BEGIN Source extract
Thank you for the thoughtful replies.
I agree with you Yoder, the stove coils need to be below, or at least the outlet of the stove coil needs to be somewhat below the top of the storage tank. The lower, the better. Ideally, the circuit should form a cold trap, with the low point significantly below the bottom of the tank to prevent reverse circulation when the stove is cold. My current setup has the lowest stove coil slightly above the bottom of the tank, and no cold trap for space reasons. Slight reverse circulation does occur, but not enough to present a problem. Since the only source of heat to that tank is the woodstove, there's normally a layer of very cold water that has come into the tank from water use since last firing that seems to inhibit the reverse circulation. If that tank had another source of heat, I think I would have to stop the reverse circulation somehow.
Maple 1, yes, delta T is the biggie that I'm scrapping with at the moment. I'm hoping to get firm data from Kuuma on the output temps at different settings and CFMs, but don't have it at the moment. 500 cfm at 140 degrees seems a reasonable guess to me in the meantime. The math gets fuzzy when I don't really know what the water flow rate is. Flow rate is going to be a function of the amount of heat from the heat exchanger (which gets badly circular), and I think I have to allow for the fact that tube heat exchangers don't like to be run at low flows like the thermosiphon would create. I understand that that they tend to have a laminar flow at low rates where the fluid touching the tube gets hot while the fluid in the center stays colder as it moves through the tube. I'm not a heat transfer engineer, or I'd already have my answers, so I'm not sure how that really affects water with it's great heat transfer ability and stable viscosity, but it's a huge problem with oil, etc. Cooled oil, for instance, forms a thickened layer along the surface of a cooler keeping the hot oil from contacting it. Some turbulence is your friend when transferring heat!
I'm trying to design this thing to thermosiphon, not use a water pump, for a few reasons:
- If I can avoid (cost effectively) another energy input to run the pump, why not do it?
- Less moving parts is always better, if feasible.
- I'm not off-grid, but where I live, the grid is frequently off. A pump is just one more load to provide back-up power for.
- Most importantly - a system designed to thermosiphon is inherently resistant to meltdown should a power or pump failure occur. My backup power is not automatic, and I wouldn't trust it 100% even if it was.
- I'm ashamed to admit it, but I have been trying to save the addition of a circ pump as an ace-in-the-hole. If, after my best efforts to build this right, it doesn't put out quite enough hot water, I can add a pump to hopefully salvage the situation, while keeping the thermosiphon function as meltdown protection.
END Source extract
▶ [Required tasks]:
1. Answer these questions using the forum post on woodstove water heating:
(a) In the writer's current setup, where is the lowest stove coil relative to the storage tank?
(b) What airflow and temperature does the writer treat as a reasonable guess until firm data arrives from Kuuma?
(c) Which reason for avoiding a water pump does the writer call the most important?
2. Carry on the forum post on woodstove water heating with a few more paragraphs in the same voice, beginning right after its final sentence.
BEGIN Rows
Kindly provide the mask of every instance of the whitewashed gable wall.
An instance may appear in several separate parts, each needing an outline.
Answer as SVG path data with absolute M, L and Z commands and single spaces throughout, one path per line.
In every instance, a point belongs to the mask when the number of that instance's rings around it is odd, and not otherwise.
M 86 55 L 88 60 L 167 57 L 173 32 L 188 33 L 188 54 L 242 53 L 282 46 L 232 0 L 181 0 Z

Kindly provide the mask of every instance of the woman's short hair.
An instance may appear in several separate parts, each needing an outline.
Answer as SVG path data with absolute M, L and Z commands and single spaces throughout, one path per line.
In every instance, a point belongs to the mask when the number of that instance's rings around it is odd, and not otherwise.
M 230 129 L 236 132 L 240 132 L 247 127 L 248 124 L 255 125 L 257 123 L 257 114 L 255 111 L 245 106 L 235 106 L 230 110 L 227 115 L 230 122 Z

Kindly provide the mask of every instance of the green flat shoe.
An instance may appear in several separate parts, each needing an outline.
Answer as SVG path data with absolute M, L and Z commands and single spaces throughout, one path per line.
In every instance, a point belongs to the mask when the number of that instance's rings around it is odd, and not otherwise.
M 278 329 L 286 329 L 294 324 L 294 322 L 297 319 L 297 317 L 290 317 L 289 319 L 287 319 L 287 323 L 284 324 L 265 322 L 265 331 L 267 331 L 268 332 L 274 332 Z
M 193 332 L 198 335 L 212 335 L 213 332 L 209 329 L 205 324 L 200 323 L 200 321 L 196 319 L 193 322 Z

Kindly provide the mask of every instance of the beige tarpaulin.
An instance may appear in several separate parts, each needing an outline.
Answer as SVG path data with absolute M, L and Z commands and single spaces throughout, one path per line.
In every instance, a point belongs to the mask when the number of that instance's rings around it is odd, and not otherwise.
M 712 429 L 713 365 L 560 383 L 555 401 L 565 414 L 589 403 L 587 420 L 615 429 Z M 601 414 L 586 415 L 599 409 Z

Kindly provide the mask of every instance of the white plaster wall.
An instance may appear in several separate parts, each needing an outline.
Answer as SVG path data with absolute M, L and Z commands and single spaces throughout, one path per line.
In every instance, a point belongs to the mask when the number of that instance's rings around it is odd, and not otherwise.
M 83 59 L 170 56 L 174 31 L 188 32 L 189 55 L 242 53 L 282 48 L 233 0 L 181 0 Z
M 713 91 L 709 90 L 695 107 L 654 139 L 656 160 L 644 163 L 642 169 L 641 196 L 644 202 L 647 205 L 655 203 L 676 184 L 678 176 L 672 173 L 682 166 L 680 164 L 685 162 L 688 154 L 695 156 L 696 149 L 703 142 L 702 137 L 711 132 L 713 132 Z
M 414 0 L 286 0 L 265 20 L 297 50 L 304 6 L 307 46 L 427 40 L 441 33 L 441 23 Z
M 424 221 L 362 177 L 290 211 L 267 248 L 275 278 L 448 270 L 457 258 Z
END Rows
▶ [Solved tasks]:
1.
(a) It sits slightly above the bottom of the tank, with no cold trap.
(b) 500 cfm at 140 degrees.
(c) A system designed to thermosiphon is inherently resistant to meltdown if a power or pump failure occurs.

2.
I'll throw out a bit of detail about what I've been doing with my old setup. It might help you understand where I'm coming from and trying to get to with the new furnace (VF100), but more importantly, it might help somebody with their project or decisions:
Seven or so years ago I bought a home with the smaller model Clayton furnace (#1600 - IIRC) added on to the central propane furnace (which I don't use). I understand that the previous owners had quite some challenges using it. They had the power air inlet on it, and there's three stories plus of straight up metalbestos pipe above the stove. The thing could draft hard enough to empty the ash pan onto the roof! If you lit it, it was pretty much in runaway mode the whole time. It did an excellent job of heating the chimney cap, and not much else, except for some firebox parts that it melted. Ignoring the instructions, I ditched the power inlet blower for a duct control that would shut it down when the power goes out, and added a manual damper in the stovepipe. The Beast, as we call it, was tamed!
I added the 24" firebox DHW coil option from the stove manufacturer, along the side of the firebox, using an 80 gallon electric water heater tank right next to the tank, on a stand as tall as the floor joists would allow. I wanted more hot water, so I added another of these coils, in a custom location, below the top baffle, directly above the fire. This approximately tripled the hot water delivered. It then provided all the hot water my wife and I need to live a normal suburban style life, so I went from using it for tempering, to our normal water heater, with the addition of a temp mixing valve.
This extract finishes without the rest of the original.